=== MATERIAL FOR THIS EXERCISE ===

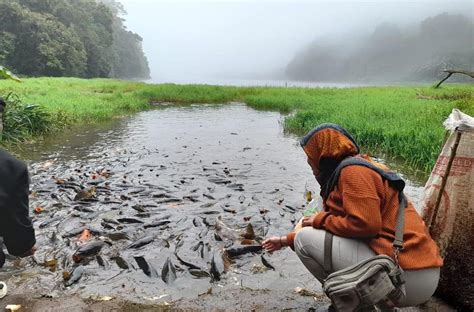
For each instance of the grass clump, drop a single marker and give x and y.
(402, 121)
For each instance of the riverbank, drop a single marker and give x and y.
(402, 122)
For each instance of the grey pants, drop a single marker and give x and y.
(309, 246)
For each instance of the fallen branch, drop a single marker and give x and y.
(451, 72)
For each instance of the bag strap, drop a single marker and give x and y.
(327, 265)
(394, 180)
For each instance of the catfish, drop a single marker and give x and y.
(88, 250)
(149, 270)
(142, 242)
(168, 273)
(241, 250)
(75, 276)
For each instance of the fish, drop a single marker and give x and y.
(115, 236)
(249, 233)
(121, 262)
(88, 250)
(224, 232)
(169, 201)
(197, 246)
(204, 253)
(208, 205)
(209, 196)
(156, 223)
(217, 266)
(149, 270)
(241, 250)
(168, 273)
(139, 208)
(85, 194)
(219, 181)
(110, 221)
(197, 222)
(142, 242)
(266, 263)
(49, 221)
(75, 276)
(192, 198)
(186, 263)
(83, 209)
(230, 210)
(129, 220)
(100, 261)
(199, 273)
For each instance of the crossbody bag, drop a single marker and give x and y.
(377, 281)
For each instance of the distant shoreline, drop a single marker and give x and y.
(404, 122)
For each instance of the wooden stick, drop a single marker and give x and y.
(444, 180)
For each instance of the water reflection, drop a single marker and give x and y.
(207, 159)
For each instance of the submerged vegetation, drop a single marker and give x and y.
(405, 122)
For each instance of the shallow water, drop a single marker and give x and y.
(205, 158)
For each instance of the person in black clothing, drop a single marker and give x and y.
(16, 227)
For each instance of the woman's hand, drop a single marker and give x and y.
(308, 221)
(274, 243)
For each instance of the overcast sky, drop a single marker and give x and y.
(196, 40)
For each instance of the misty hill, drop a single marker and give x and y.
(391, 53)
(81, 38)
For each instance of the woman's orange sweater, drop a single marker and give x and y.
(364, 206)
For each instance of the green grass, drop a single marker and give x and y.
(404, 122)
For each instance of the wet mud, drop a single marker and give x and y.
(169, 205)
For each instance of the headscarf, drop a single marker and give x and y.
(326, 146)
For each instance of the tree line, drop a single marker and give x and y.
(391, 53)
(80, 38)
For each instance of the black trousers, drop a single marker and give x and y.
(2, 257)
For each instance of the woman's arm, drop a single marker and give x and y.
(359, 188)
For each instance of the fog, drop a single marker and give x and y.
(212, 41)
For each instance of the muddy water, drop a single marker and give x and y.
(189, 165)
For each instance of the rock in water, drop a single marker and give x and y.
(217, 266)
(146, 267)
(168, 273)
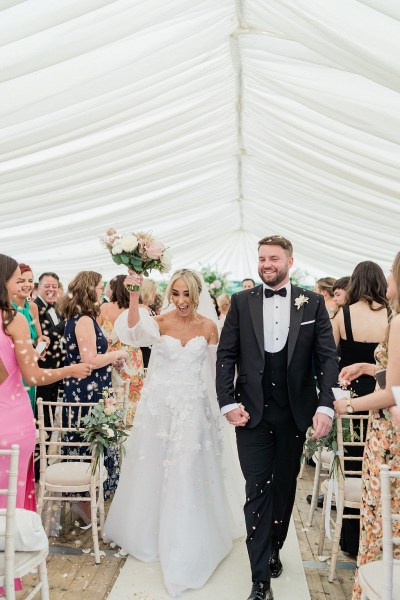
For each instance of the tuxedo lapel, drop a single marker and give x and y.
(296, 316)
(256, 312)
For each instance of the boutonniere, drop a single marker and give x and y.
(300, 300)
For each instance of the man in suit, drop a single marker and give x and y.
(274, 334)
(52, 325)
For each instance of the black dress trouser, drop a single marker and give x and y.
(269, 456)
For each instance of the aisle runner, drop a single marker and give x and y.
(231, 580)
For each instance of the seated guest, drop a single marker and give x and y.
(324, 287)
(84, 341)
(339, 291)
(30, 311)
(52, 325)
(248, 283)
(382, 446)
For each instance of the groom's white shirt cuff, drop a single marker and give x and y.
(324, 409)
(228, 408)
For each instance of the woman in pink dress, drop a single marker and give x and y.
(18, 359)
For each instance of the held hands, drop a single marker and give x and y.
(321, 424)
(80, 371)
(238, 416)
(340, 406)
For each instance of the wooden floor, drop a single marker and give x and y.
(73, 574)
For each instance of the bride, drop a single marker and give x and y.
(179, 498)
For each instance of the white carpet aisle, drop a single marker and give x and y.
(231, 580)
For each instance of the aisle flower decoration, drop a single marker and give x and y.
(104, 426)
(138, 251)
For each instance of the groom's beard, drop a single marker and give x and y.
(273, 279)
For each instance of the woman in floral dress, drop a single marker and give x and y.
(133, 370)
(383, 439)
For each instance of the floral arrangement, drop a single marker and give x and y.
(139, 251)
(217, 283)
(104, 426)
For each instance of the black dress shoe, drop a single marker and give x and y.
(320, 502)
(275, 564)
(261, 591)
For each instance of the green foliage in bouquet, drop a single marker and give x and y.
(104, 426)
(217, 283)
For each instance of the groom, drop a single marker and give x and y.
(276, 335)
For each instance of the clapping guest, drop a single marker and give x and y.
(339, 289)
(52, 325)
(30, 311)
(133, 370)
(85, 342)
(383, 438)
(324, 287)
(358, 328)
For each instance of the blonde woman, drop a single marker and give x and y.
(172, 476)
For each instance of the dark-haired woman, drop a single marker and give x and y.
(133, 369)
(358, 328)
(18, 359)
(84, 341)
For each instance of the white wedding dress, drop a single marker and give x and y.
(181, 492)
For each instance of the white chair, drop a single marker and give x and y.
(15, 563)
(71, 474)
(380, 579)
(323, 460)
(348, 489)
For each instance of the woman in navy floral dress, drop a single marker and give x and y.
(85, 342)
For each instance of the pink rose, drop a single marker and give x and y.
(154, 250)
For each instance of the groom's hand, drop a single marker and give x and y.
(238, 416)
(321, 424)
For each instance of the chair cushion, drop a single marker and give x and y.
(29, 533)
(71, 473)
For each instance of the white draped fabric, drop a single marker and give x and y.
(212, 123)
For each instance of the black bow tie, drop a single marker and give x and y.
(269, 293)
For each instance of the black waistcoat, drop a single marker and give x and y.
(275, 377)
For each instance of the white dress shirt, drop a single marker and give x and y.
(276, 319)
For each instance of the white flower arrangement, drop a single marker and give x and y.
(300, 300)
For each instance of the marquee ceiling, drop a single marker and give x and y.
(210, 123)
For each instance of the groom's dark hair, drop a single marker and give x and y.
(277, 240)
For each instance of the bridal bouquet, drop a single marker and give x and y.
(139, 251)
(104, 426)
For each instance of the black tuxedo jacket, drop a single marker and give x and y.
(310, 343)
(54, 354)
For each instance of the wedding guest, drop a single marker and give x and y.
(274, 334)
(339, 291)
(383, 438)
(148, 293)
(358, 328)
(133, 370)
(85, 342)
(30, 311)
(324, 287)
(223, 302)
(18, 359)
(248, 283)
(52, 325)
(172, 503)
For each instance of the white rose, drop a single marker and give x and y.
(129, 243)
(117, 248)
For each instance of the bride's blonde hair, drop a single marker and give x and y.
(193, 282)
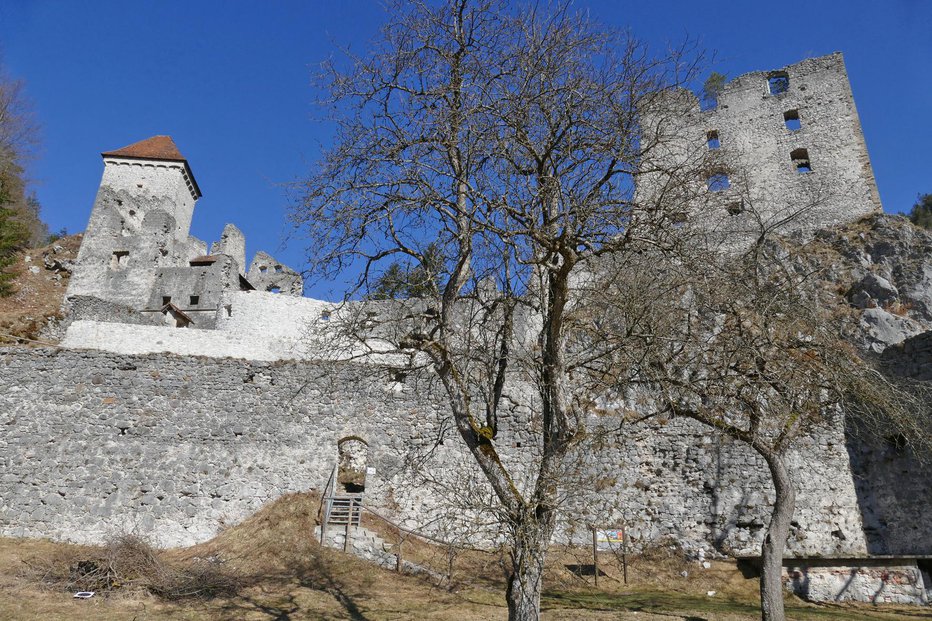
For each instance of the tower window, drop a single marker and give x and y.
(778, 82)
(801, 161)
(718, 182)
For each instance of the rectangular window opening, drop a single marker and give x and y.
(791, 120)
(801, 161)
(118, 259)
(718, 182)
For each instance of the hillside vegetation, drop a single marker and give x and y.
(271, 567)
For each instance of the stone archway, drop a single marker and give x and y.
(351, 474)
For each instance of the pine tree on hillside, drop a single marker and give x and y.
(13, 236)
(921, 213)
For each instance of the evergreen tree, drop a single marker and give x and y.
(13, 236)
(921, 213)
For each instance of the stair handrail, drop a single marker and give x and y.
(326, 501)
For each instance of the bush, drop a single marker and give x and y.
(128, 563)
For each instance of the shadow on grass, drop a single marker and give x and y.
(315, 575)
(698, 608)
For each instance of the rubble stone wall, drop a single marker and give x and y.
(174, 447)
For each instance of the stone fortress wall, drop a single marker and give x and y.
(175, 446)
(191, 390)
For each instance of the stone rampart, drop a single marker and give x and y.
(174, 447)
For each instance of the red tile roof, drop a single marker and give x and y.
(155, 148)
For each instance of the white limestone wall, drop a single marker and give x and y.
(253, 325)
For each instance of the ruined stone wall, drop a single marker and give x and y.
(174, 447)
(255, 325)
(144, 180)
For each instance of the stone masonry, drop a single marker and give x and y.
(190, 390)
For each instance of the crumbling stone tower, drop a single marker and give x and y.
(139, 223)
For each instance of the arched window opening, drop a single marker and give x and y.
(351, 474)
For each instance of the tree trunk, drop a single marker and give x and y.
(771, 581)
(529, 551)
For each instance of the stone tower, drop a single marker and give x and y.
(779, 150)
(139, 223)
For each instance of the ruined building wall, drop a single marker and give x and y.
(139, 223)
(753, 146)
(96, 443)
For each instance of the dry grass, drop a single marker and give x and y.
(281, 573)
(38, 297)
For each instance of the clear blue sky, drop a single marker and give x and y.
(230, 81)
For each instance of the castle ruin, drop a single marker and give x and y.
(169, 410)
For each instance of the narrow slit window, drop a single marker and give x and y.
(801, 161)
(718, 182)
(778, 82)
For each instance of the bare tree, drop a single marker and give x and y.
(508, 141)
(749, 344)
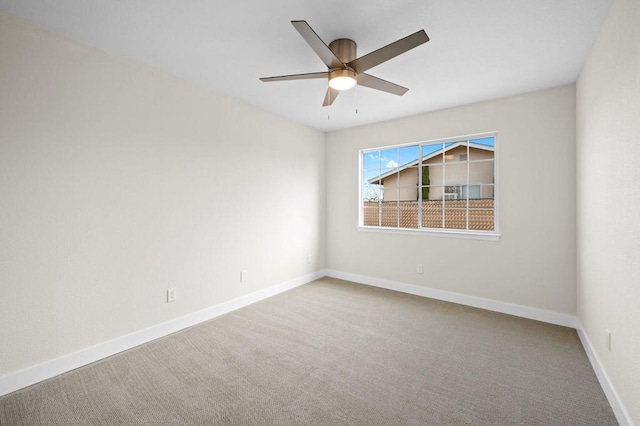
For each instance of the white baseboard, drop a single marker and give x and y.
(37, 373)
(462, 299)
(614, 400)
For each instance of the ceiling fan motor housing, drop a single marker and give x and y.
(344, 49)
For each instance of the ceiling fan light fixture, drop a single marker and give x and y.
(343, 79)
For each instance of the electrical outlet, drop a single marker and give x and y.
(171, 295)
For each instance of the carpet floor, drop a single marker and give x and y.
(333, 353)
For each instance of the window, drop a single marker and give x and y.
(443, 186)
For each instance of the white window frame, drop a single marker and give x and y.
(493, 235)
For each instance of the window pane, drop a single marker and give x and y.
(481, 219)
(456, 152)
(408, 214)
(408, 155)
(389, 158)
(371, 193)
(432, 214)
(455, 214)
(371, 213)
(455, 174)
(481, 172)
(371, 160)
(441, 186)
(389, 214)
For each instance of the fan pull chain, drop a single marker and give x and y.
(356, 90)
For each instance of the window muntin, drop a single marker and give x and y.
(431, 186)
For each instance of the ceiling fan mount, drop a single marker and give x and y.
(344, 68)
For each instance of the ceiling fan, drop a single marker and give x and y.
(344, 69)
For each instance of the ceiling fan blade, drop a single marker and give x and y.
(331, 96)
(316, 43)
(380, 84)
(389, 51)
(323, 74)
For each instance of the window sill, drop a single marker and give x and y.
(470, 235)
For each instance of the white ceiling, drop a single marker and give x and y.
(479, 50)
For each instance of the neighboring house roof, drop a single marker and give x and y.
(378, 179)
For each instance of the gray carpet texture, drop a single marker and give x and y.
(333, 353)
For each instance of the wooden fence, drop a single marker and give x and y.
(453, 214)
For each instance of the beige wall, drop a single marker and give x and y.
(118, 182)
(533, 263)
(608, 152)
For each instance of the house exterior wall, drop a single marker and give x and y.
(403, 185)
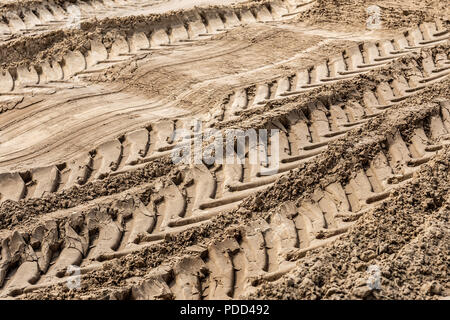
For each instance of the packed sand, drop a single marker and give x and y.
(93, 95)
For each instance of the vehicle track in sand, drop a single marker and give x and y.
(372, 116)
(199, 194)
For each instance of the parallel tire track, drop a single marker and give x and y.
(303, 135)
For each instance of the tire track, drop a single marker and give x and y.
(303, 135)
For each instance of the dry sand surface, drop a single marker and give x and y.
(93, 92)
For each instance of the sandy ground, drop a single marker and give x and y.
(87, 116)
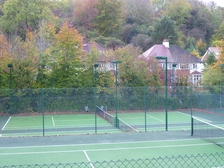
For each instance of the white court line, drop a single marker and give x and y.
(88, 159)
(196, 117)
(155, 118)
(118, 143)
(52, 118)
(107, 149)
(6, 123)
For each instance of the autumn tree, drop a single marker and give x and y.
(64, 58)
(212, 71)
(85, 12)
(23, 15)
(163, 28)
(110, 18)
(4, 61)
(133, 71)
(25, 62)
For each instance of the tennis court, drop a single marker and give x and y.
(89, 123)
(104, 147)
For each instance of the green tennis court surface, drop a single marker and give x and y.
(104, 147)
(88, 123)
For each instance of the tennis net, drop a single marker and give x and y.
(209, 132)
(120, 124)
(105, 115)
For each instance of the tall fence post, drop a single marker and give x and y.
(145, 108)
(191, 103)
(42, 108)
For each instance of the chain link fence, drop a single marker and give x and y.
(193, 161)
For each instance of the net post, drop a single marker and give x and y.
(192, 120)
(95, 90)
(42, 109)
(145, 108)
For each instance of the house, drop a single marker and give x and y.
(211, 50)
(180, 63)
(104, 62)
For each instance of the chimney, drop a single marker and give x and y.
(166, 43)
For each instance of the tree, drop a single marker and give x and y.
(212, 70)
(163, 28)
(65, 58)
(4, 61)
(133, 71)
(178, 10)
(201, 46)
(211, 59)
(219, 33)
(25, 62)
(85, 12)
(110, 19)
(20, 16)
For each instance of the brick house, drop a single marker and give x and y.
(180, 63)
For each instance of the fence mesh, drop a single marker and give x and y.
(138, 102)
(192, 161)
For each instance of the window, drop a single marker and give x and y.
(196, 79)
(183, 66)
(194, 66)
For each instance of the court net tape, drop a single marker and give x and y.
(117, 122)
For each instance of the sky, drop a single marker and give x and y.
(218, 2)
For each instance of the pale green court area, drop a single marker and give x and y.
(110, 148)
(89, 123)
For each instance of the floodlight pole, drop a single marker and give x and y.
(95, 91)
(221, 65)
(166, 89)
(116, 84)
(10, 87)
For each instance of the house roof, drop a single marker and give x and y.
(195, 73)
(174, 54)
(214, 50)
(157, 50)
(182, 56)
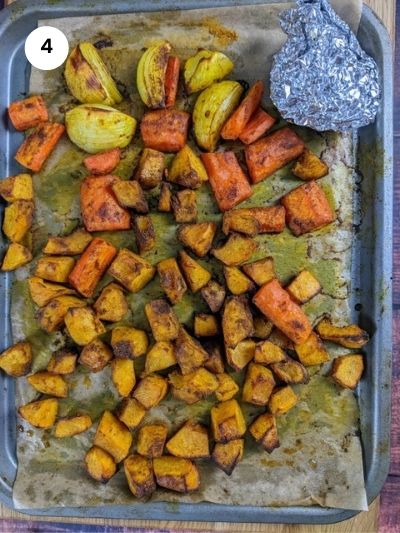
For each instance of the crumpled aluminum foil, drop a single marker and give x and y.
(321, 78)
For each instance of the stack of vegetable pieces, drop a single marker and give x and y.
(64, 284)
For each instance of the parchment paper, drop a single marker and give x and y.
(320, 459)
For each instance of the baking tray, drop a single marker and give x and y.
(371, 270)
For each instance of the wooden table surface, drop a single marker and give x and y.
(384, 512)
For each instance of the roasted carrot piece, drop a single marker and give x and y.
(28, 113)
(236, 123)
(36, 148)
(103, 163)
(275, 303)
(227, 179)
(259, 123)
(99, 206)
(165, 130)
(91, 266)
(171, 80)
(269, 154)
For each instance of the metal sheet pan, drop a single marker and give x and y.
(371, 275)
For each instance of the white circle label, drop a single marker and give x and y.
(46, 48)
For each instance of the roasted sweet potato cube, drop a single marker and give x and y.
(227, 456)
(351, 336)
(195, 274)
(236, 250)
(282, 400)
(347, 370)
(227, 421)
(162, 319)
(68, 427)
(129, 342)
(131, 270)
(151, 168)
(123, 376)
(140, 476)
(237, 321)
(99, 464)
(171, 279)
(41, 414)
(309, 166)
(95, 356)
(190, 441)
(214, 294)
(151, 390)
(151, 440)
(16, 361)
(113, 437)
(198, 237)
(264, 431)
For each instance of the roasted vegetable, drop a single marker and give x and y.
(205, 68)
(87, 77)
(212, 108)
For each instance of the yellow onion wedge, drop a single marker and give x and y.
(212, 109)
(97, 127)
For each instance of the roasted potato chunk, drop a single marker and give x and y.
(176, 473)
(162, 319)
(113, 437)
(16, 361)
(41, 414)
(129, 342)
(351, 336)
(131, 270)
(190, 441)
(347, 370)
(227, 456)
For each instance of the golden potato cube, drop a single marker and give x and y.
(176, 473)
(347, 370)
(131, 270)
(99, 464)
(151, 440)
(190, 441)
(18, 218)
(68, 427)
(123, 376)
(82, 325)
(304, 287)
(265, 432)
(140, 476)
(111, 305)
(16, 361)
(282, 400)
(50, 384)
(151, 390)
(55, 268)
(41, 414)
(227, 456)
(95, 356)
(129, 342)
(162, 319)
(113, 437)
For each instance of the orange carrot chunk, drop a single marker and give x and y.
(99, 206)
(165, 130)
(234, 126)
(259, 123)
(36, 148)
(28, 113)
(104, 162)
(275, 303)
(269, 154)
(227, 179)
(91, 266)
(171, 80)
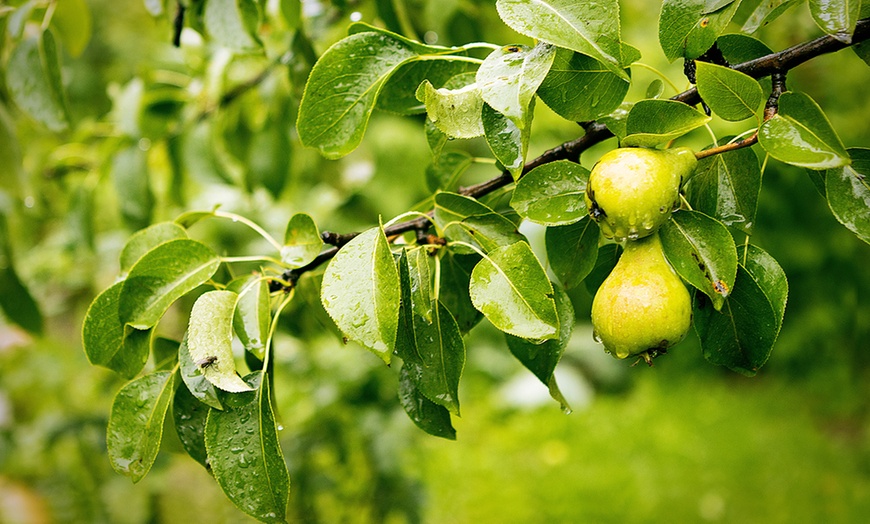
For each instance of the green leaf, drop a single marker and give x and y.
(245, 454)
(730, 94)
(801, 135)
(34, 81)
(433, 350)
(580, 88)
(233, 23)
(189, 416)
(444, 172)
(726, 187)
(511, 289)
(147, 239)
(342, 89)
(848, 193)
(742, 335)
(107, 342)
(702, 251)
(136, 423)
(191, 374)
(302, 242)
(210, 339)
(654, 122)
(590, 28)
(572, 251)
(509, 77)
(464, 219)
(130, 177)
(361, 292)
(766, 12)
(456, 112)
(162, 276)
(552, 194)
(836, 17)
(253, 313)
(688, 28)
(455, 278)
(427, 415)
(541, 359)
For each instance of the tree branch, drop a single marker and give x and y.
(774, 63)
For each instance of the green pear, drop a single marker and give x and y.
(633, 190)
(642, 308)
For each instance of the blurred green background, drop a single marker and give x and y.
(681, 442)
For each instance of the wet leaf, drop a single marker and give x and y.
(162, 276)
(848, 193)
(572, 251)
(552, 194)
(245, 454)
(136, 423)
(702, 251)
(801, 135)
(512, 290)
(361, 292)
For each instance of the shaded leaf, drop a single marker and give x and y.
(702, 252)
(361, 292)
(801, 135)
(511, 289)
(136, 423)
(572, 251)
(552, 194)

===

▶ _GOAL_
Locate the line with "For each instance of the tree branch, drop" in the entries above; extract it and every line after it, verbatim.

▶ _WRITTEN SOLUTION_
For each instance of the tree branch, drop a single marker and give x and y.
(774, 63)
For each instance of the green pear, drop a single marker and give x and y.
(633, 190)
(642, 308)
For each instance of the blurred green background, drop a single marker and give x and y.
(681, 442)
For each instance of the wet leaf, drop a single marker and give x and y.
(162, 276)
(848, 193)
(572, 251)
(552, 194)
(245, 454)
(136, 423)
(702, 251)
(801, 135)
(512, 290)
(361, 292)
For each instance of the shaded leaf, drop a single marker and give x and y.
(702, 252)
(361, 292)
(801, 135)
(511, 289)
(136, 423)
(572, 251)
(552, 194)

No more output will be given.